## Page extract
--- START ---

EQUALITY, EQUALITY EVERYWHERE, BUT NOT A DROP TO DRINK

Orwellian corporate slogan, Odaiba, Tokyo.


Recently I ventured on foot across the ominously named "Rainbow Bridge," which spans Tokyo Bay, to visit the artificially created land of Odaiba.

When Tokyo holds the Olympics in 2020, this is the area that will host the athletes' village as well as many of the other facilities and venues. (The main stadium will be in a more centrally located area.)

I say ominously-named, because "rainbow," rather than pleasant associations of sunshine after rain or pots of gold left by leprechauns, now has more disturbing ideological connotations; whether it is the "Rainbow Nation" of South Africa, with its genocidal tendencies, or the rainbow flag used to promote the deconstruction of gender roles in the West and the promotion of mass, multi-partner ass-fuckery.

But while Japan keeps a tight watch on its borders – at least for now – the nation and its culture occasionally pay lip service to the globalized Western (ab)norms now symbolized by the borderless gradations of the chromatic spectrum.

One example is the building of the new Olympic stadium. Unlike the last Olympics held here in 1964, when the architect Kenzo Tange gave the Olympic architecture a distinctly Japanese flavour with his stunning Yoyogi Olympic Gymnasium, this time the main project, the new Olympic stadium, was meekly handed over to the "architectress" Zaha Hadid. This was mainly due to the fact that, as a Muslim and a woman, her appointment was an easy way for Japan to signal its "inclusiveness," both along gender and racio-religious lines.

--- END ---

## Data extract
--- START ---

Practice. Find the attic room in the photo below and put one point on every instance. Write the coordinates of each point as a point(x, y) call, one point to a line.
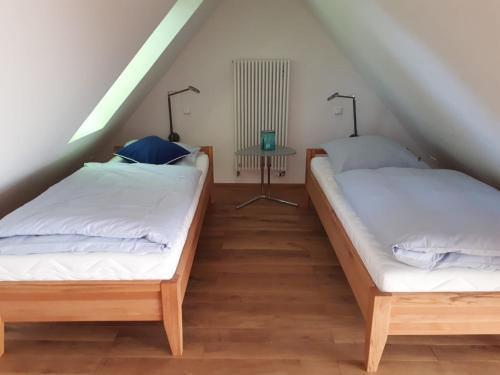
point(249, 187)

--- END ---

## Problems and tasks
- a) Please reproduce the passage of the Odaiba piece starting at "One example is" and ending at "and racio-religious lines.".
- b) According to the Odaiba piece, which architect designed the Yoyogi Olympic Gymnasium for the 1964 Olympics?

## Answers
- a)
One example is the building of the new Olympic stadium. Unlike the last Olympics held here in 1964, when the architect Kenzo Tange gave the Olympic architecture a distinctly Japanese flavour with his stunning Yoyogi Olympic Gymnasium, this time the main project, the new Olympic stadium, was meekly handed over to the "architectress" Zaha Hadid. This was mainly due to the fact that, as a Muslim and a woman, her appointment was an easy way for Japan to signal its "inclusiveness," both along gender and racio-religious lines.

- b) Kenzo Tange